• _Supplied passage_

::::::::

Response to Encainide of Refractory Ventricular Tachycardia

Abstract
Summary To assess the response to encainide in patients with malignant arrhythmias, we treated 22 patients with recurrent ventricular tachycardia (VT) or fibrillation (VF) refractory to an average of 5.7 drugs. Thirteen patients (599%) showed a favorable in-hospital response, and 11 of 22 (50%) maintained a favorable antiarrhythmic response during a median follow-up of 13.5 months (range 0.3–25.5). Encainide was well tolerated. Six (46%) of 13 patients responded to intravenous encainide with suppression of VT by programmed ventricular stimulation or continuous monitoring: oral encainide has maintained arrhythmia control. In six of seven others, cycle length of VT was lengthened. Initial therapy with oral drug yielded five complete and two partial responses, assessed by monitoring, among nine other patients. Of three outpatient failures, only one was an inpatient responder. Proarrhythmic responses were also noted and included spontaneous increases in ectopy (three patients), easier induction of VT spontaneously or at programmed stimulation (three patients), facilitation of exercise VT (one patient), and syncope due to VT/VF (one patient). After intravenous therapy, plasma encainide concentration averaged 773 ng/ml (range 476–1.279. n = 4), with low or negligible metabolites. During chronic oral therapy, encainide concentrations were low and variable, averaging 67.5 ng/ml (< 10–585: n = 23, 10 patients): metabolite levels were higher and less variable: O-demethyl encainide, mean 198 ng/ml (61–882): 3-methoxy-o-demethyl encainide, mean 128 ng/ml (39–379). Active metabolite(s) may thus be more important than parent drug during chronic therapy. In summary, encainide may provide successful therapy in approximately half of patients with malignant, refractory ventricular arrhythmias. Inpatient response predicts outpatient results. Encainide, like other antiarrhythmies, has proarrhythmic potential, suggesting a carefully monitored initial approach.

::::::::

• _Given records_
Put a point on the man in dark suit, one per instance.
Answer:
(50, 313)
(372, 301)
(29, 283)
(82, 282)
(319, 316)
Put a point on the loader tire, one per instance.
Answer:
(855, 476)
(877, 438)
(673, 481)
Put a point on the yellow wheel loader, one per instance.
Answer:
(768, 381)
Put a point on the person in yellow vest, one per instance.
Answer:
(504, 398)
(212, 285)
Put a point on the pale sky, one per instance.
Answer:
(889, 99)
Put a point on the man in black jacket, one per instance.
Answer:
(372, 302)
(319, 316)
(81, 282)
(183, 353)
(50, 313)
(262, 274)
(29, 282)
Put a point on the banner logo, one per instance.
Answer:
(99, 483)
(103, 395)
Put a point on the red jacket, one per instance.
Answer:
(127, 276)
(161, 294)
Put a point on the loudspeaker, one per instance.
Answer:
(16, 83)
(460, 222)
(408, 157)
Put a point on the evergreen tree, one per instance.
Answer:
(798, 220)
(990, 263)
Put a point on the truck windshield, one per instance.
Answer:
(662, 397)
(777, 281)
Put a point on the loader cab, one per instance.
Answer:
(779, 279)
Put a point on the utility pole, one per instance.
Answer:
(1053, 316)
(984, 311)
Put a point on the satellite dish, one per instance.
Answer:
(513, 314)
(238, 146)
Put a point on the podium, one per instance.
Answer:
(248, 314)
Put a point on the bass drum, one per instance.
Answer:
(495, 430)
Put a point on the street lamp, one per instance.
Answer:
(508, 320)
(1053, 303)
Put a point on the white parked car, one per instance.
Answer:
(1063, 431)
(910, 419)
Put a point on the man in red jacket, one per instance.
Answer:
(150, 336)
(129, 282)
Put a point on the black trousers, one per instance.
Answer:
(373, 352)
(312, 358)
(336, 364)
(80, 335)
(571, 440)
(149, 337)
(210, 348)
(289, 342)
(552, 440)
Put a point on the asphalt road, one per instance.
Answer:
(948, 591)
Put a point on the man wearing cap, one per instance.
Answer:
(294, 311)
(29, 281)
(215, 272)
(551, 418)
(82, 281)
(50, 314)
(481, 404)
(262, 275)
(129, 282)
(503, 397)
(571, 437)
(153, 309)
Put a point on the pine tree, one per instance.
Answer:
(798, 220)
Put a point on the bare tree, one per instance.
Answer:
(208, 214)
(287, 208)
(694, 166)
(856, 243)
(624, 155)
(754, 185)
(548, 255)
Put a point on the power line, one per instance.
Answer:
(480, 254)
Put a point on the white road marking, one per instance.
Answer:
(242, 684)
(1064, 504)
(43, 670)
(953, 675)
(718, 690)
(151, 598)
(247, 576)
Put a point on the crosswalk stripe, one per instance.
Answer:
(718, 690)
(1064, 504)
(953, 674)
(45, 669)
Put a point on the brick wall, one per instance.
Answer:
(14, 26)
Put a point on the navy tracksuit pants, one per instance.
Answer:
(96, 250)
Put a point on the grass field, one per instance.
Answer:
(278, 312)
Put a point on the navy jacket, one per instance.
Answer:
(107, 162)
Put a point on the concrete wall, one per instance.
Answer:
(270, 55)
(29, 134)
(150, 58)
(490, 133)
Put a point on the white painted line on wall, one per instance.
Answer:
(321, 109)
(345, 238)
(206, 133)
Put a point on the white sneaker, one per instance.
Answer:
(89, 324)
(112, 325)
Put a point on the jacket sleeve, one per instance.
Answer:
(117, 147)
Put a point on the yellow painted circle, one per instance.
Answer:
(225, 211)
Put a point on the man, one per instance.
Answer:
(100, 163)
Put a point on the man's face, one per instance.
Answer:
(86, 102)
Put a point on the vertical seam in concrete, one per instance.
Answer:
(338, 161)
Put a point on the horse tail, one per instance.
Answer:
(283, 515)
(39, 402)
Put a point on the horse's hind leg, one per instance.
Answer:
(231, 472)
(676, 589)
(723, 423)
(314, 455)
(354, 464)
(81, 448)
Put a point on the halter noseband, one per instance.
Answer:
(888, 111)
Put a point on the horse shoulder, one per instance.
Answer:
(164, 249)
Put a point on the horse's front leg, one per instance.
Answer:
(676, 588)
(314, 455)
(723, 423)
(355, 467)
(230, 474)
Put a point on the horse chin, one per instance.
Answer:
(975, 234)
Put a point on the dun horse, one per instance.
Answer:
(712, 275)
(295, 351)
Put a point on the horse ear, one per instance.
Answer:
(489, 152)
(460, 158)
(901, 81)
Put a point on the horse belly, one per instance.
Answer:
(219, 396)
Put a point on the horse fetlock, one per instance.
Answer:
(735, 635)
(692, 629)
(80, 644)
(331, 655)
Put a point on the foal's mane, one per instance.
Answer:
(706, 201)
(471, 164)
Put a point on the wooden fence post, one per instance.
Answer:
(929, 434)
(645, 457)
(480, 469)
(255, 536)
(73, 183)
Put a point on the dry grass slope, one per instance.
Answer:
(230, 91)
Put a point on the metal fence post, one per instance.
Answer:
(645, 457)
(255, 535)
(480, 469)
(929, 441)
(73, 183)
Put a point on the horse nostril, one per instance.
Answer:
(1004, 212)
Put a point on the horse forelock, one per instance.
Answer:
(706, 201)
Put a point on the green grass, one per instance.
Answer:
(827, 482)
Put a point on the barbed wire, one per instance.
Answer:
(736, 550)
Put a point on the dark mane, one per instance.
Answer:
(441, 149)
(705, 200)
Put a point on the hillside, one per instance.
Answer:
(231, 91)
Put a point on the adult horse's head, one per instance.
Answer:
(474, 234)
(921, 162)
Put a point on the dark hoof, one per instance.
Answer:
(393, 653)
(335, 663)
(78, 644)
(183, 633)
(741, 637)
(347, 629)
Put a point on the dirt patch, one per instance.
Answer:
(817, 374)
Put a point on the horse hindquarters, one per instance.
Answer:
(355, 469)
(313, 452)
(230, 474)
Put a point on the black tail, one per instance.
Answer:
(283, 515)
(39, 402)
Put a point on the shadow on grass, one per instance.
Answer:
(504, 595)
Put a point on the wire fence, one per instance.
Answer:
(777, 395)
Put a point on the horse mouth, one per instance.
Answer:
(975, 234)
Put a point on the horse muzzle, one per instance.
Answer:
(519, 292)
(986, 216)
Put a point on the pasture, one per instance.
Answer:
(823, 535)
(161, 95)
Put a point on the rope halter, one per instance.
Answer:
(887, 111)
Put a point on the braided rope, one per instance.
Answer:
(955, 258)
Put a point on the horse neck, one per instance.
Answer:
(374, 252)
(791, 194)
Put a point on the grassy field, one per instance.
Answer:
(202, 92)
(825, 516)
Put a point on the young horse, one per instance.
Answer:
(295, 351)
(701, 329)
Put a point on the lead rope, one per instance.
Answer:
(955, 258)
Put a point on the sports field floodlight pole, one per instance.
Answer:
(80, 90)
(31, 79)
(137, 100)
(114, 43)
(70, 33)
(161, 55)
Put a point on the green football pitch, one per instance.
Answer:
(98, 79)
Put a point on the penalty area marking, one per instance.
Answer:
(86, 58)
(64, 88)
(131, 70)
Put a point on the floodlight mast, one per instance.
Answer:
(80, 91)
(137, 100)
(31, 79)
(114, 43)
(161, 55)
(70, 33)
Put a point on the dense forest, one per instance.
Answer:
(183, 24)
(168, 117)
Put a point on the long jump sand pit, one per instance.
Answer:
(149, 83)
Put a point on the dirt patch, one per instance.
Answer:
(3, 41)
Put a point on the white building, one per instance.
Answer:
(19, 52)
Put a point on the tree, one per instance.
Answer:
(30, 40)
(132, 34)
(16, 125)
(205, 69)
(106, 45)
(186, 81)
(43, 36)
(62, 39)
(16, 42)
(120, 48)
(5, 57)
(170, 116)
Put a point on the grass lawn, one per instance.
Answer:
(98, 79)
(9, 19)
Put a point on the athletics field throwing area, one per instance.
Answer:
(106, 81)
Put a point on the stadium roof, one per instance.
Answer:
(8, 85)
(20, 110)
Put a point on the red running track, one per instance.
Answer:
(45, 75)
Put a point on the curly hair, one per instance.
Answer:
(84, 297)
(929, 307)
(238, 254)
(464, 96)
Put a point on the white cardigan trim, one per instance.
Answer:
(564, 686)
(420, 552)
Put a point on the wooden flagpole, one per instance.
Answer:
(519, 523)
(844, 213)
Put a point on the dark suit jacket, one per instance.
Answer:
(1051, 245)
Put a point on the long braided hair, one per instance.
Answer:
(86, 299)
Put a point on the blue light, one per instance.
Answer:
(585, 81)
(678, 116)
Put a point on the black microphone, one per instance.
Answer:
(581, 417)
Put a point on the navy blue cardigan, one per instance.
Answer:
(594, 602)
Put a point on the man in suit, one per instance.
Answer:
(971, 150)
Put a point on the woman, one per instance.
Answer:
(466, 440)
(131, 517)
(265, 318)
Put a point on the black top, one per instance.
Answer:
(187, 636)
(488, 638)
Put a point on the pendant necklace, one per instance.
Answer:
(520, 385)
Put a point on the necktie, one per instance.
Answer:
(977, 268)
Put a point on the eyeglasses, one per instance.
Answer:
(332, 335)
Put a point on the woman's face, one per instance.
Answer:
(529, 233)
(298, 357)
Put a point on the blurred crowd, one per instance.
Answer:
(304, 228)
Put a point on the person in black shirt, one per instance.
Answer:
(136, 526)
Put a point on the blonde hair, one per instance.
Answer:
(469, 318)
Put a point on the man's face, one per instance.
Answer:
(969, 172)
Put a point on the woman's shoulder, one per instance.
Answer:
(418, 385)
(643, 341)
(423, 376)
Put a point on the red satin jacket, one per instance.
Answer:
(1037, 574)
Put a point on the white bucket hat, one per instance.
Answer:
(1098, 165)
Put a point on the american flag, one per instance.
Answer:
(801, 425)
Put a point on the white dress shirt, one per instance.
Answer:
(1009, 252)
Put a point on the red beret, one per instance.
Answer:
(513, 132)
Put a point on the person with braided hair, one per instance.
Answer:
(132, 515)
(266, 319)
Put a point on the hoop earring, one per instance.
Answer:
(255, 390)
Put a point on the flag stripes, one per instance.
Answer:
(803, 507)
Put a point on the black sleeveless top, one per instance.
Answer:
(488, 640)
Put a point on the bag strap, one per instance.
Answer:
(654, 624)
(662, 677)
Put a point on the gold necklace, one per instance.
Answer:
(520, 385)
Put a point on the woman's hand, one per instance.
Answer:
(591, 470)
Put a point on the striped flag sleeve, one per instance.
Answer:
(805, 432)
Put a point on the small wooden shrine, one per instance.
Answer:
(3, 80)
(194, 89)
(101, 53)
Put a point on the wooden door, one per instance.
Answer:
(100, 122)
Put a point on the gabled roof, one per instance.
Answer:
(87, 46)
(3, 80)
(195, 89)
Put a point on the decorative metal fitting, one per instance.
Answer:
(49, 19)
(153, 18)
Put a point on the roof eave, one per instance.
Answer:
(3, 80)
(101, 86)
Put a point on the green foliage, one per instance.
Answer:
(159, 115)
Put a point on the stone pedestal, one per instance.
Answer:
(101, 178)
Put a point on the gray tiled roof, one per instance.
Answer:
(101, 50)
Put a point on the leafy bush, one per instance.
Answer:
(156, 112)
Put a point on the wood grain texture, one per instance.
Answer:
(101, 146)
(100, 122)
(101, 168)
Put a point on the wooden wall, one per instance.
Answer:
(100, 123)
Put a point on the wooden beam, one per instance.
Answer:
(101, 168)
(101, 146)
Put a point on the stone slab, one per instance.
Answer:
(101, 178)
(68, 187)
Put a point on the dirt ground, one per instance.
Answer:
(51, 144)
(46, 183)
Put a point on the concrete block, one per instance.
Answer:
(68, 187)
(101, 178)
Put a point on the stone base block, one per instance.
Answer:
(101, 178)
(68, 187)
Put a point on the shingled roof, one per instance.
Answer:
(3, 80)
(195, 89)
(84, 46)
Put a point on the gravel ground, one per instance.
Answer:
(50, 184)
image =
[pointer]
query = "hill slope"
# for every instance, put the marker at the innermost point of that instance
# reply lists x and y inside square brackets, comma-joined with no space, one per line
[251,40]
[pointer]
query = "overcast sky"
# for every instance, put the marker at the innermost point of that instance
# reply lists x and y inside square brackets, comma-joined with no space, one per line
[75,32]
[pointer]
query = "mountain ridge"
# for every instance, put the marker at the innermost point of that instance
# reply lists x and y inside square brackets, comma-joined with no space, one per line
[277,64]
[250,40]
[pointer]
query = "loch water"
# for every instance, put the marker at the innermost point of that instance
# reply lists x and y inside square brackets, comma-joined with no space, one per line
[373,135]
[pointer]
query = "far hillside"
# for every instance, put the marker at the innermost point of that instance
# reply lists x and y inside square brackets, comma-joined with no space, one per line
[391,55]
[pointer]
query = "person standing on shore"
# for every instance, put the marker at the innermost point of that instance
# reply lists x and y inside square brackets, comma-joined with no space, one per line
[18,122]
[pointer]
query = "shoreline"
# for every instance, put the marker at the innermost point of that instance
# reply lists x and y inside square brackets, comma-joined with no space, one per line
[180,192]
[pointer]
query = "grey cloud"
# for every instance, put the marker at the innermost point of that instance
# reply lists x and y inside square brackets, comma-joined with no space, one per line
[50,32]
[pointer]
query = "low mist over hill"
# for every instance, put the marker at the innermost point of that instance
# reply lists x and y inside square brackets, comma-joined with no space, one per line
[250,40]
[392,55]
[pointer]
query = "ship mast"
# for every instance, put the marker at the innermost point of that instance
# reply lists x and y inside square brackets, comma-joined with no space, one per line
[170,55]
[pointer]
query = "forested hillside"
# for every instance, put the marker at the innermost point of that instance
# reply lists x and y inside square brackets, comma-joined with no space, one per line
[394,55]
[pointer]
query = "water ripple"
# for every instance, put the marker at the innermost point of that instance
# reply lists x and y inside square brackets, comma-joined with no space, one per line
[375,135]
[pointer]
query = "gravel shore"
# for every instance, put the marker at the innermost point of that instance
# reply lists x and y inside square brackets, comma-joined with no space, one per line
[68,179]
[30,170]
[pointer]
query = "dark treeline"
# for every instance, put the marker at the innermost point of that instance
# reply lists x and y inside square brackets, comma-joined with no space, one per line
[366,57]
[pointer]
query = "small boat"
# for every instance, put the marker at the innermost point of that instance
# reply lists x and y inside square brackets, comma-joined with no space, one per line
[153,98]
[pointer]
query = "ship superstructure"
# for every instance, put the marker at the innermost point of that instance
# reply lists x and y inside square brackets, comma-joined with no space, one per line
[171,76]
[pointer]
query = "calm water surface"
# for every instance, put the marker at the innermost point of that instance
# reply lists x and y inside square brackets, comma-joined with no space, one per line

::::::::

• _What you should do_
From the encainide abstract above, list every proarrhythmic response it reports, along with the number of patients for each.

• _Written answer_
- Spontaneous increases in ectopy: three patients
- Easier induction of VT spontaneously or at programmed stimulation: three patients
- Facilitation of exercise VT: one patient
- Syncope due to VT/VF: one patient